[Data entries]
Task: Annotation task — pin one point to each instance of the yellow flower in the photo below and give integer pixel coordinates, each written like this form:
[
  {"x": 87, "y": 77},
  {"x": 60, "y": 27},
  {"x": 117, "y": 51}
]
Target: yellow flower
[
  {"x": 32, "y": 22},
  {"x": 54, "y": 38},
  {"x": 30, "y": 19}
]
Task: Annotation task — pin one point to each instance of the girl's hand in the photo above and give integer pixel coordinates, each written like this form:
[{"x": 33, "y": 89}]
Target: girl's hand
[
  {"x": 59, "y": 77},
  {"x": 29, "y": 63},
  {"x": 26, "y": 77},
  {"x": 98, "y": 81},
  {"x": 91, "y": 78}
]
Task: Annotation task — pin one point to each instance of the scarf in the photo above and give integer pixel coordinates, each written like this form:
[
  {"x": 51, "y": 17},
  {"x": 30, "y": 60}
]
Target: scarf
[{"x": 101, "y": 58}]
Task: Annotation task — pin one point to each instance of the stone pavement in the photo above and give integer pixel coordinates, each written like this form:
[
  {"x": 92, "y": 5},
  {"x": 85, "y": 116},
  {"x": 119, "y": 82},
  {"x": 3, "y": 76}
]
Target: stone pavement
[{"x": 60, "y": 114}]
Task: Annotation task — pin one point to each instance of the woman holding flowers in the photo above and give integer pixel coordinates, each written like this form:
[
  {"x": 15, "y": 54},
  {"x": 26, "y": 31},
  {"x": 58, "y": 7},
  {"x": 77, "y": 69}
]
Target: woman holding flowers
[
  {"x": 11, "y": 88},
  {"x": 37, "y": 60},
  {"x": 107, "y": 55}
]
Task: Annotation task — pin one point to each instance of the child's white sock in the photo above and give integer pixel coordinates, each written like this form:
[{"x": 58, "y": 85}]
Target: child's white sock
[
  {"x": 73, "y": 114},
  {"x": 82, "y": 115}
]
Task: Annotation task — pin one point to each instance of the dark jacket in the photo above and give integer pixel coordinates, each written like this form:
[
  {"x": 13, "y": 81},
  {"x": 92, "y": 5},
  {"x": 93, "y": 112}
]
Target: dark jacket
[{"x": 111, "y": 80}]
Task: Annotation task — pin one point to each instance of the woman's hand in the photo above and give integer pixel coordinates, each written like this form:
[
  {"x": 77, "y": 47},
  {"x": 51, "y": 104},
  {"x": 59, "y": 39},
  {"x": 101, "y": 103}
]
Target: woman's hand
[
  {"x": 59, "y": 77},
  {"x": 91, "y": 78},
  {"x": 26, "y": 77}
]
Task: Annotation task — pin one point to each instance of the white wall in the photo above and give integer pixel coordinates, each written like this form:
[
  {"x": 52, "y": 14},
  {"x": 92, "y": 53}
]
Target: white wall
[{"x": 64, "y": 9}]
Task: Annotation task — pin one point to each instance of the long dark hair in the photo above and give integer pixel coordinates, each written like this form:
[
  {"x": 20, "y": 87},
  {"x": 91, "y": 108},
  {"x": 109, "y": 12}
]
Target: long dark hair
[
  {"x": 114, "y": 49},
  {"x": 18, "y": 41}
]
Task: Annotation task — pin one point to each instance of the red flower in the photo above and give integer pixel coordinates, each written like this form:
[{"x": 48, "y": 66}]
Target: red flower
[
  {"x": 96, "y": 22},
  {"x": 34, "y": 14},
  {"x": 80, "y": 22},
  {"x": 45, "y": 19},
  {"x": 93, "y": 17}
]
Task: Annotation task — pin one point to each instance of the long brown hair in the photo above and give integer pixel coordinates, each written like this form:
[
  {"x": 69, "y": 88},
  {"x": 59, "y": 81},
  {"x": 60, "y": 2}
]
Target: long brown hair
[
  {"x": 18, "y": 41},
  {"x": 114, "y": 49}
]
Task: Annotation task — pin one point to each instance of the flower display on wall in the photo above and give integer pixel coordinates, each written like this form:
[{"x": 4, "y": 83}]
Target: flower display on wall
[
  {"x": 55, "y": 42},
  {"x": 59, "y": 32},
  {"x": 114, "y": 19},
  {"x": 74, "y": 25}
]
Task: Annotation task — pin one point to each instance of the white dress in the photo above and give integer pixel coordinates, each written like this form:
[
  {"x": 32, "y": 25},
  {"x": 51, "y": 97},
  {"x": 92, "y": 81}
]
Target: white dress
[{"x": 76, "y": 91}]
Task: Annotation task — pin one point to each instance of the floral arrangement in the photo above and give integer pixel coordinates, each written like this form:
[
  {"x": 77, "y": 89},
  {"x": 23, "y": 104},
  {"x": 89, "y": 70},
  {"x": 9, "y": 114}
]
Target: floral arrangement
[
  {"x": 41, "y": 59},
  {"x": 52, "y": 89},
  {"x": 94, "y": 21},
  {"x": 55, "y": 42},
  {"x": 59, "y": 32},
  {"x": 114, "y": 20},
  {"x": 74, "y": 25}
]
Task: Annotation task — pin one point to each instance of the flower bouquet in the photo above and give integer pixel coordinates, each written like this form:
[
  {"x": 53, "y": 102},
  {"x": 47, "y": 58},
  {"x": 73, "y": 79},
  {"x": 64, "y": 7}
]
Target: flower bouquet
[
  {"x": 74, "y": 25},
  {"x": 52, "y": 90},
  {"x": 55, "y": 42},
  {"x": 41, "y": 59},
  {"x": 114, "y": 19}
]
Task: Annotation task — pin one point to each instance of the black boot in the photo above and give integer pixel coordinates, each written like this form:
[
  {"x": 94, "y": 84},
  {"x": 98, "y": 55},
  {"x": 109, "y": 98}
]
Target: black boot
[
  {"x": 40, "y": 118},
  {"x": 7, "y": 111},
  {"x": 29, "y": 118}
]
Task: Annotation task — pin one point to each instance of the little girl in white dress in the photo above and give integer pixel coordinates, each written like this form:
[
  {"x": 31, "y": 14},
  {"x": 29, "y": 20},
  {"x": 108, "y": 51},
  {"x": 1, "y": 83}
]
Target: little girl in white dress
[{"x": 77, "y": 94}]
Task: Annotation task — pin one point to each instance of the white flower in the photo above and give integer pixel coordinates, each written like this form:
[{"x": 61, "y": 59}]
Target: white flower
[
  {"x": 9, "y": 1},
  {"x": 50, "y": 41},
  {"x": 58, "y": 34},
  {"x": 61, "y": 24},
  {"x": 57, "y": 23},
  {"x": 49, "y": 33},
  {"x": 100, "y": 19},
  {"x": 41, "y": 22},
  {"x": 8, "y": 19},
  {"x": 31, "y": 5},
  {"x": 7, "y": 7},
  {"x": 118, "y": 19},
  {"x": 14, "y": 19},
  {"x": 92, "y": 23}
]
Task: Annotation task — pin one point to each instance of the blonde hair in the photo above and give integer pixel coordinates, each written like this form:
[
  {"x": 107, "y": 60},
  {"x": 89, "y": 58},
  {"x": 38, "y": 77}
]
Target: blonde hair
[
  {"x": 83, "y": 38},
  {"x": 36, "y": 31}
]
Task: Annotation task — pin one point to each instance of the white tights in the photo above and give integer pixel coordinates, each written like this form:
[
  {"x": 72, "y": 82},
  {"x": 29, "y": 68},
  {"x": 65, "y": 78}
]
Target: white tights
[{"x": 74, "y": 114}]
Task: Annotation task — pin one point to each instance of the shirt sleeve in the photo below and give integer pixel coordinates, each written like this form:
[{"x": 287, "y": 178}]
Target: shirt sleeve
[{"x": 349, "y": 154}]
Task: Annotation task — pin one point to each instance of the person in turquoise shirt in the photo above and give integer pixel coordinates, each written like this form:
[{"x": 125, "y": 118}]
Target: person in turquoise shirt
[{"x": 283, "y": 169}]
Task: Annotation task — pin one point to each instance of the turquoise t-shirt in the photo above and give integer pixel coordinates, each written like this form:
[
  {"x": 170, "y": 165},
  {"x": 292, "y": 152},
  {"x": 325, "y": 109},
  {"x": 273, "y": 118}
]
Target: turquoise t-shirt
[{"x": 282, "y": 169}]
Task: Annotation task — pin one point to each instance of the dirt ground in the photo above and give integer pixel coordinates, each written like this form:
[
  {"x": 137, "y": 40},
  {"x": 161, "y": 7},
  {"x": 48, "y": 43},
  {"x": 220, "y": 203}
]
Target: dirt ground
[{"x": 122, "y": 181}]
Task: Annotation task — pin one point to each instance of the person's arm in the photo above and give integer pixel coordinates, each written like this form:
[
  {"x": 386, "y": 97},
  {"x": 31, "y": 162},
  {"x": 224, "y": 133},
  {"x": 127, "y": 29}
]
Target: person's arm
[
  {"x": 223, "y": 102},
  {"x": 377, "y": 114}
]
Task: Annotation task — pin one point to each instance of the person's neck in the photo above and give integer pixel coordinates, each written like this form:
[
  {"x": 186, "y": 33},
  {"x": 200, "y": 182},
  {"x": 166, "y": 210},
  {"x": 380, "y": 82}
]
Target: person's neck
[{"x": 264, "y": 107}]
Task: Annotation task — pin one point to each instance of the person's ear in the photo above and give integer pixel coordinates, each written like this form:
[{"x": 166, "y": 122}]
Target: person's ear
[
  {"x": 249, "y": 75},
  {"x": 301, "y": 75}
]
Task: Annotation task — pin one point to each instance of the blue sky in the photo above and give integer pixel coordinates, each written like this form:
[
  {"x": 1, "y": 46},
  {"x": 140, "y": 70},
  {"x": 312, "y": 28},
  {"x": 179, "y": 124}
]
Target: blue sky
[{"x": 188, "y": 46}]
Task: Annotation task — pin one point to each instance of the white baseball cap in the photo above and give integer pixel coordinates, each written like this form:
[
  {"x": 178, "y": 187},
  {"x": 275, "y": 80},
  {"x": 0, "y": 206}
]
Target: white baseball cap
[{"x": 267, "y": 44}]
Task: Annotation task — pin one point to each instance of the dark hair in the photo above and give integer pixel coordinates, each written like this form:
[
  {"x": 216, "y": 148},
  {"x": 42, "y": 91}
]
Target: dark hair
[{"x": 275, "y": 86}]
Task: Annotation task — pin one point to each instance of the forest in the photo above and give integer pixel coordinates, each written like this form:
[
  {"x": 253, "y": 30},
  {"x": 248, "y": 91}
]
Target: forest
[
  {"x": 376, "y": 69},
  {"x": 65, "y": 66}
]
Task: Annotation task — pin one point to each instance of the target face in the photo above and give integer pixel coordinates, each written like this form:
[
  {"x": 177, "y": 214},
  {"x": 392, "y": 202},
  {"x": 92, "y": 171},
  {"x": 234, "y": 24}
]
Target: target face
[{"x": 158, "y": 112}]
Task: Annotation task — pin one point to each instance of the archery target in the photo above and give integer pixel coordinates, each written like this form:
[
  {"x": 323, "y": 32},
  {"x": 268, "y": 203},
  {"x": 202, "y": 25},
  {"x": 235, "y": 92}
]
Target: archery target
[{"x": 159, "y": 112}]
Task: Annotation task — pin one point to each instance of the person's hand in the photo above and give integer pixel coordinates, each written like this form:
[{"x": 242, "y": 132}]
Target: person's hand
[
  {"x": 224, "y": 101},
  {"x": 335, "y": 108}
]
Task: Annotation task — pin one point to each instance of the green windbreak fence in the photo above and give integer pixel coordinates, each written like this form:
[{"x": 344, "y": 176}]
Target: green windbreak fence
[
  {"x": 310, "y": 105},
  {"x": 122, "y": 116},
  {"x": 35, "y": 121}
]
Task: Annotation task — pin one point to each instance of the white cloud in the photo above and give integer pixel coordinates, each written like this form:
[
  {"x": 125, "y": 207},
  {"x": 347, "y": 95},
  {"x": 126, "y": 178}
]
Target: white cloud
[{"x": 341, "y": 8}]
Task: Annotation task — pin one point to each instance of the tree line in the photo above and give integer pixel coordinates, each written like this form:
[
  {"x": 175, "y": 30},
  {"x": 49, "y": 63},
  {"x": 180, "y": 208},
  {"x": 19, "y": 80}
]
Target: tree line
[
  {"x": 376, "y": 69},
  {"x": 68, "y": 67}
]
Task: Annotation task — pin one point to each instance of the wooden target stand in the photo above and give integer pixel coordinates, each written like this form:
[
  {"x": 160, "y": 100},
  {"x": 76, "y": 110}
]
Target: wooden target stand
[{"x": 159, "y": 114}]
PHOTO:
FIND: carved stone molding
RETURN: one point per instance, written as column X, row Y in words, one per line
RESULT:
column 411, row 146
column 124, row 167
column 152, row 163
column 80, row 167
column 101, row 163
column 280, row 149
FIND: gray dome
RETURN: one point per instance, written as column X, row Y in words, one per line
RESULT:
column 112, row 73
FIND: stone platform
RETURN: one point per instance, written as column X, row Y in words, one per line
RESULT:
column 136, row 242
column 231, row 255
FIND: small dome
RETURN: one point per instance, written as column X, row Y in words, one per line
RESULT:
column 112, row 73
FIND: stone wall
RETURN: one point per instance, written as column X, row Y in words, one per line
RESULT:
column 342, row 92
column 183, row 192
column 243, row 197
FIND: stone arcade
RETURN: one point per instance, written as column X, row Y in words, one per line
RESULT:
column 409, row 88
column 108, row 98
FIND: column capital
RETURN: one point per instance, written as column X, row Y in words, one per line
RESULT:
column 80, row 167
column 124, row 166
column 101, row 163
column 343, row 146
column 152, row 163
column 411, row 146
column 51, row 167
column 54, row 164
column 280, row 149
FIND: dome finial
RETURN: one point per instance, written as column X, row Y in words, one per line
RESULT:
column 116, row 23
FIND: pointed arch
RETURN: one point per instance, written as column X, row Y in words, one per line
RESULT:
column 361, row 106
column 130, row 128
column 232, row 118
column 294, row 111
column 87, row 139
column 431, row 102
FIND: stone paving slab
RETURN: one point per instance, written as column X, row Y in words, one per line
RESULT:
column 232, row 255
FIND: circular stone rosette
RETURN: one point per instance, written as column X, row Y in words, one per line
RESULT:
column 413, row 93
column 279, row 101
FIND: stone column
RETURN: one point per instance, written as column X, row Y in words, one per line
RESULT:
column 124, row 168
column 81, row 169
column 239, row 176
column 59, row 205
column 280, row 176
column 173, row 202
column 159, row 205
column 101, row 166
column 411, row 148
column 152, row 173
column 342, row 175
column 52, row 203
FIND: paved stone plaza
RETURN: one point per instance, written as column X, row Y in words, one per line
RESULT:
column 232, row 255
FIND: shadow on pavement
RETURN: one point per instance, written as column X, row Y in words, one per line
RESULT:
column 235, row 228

**Your instructions:** Go through the records and report each line that contains "below".

**Problem solution:**
Task: Annotation task — pin one point to each instance of the yellow flower in the photo below and give integer pixel coordinates, each written like this form:
Task: Annotation task — pin one point to each instance of the shirt sleeve in the photo below and give integer pixel coordinates, each written like this form:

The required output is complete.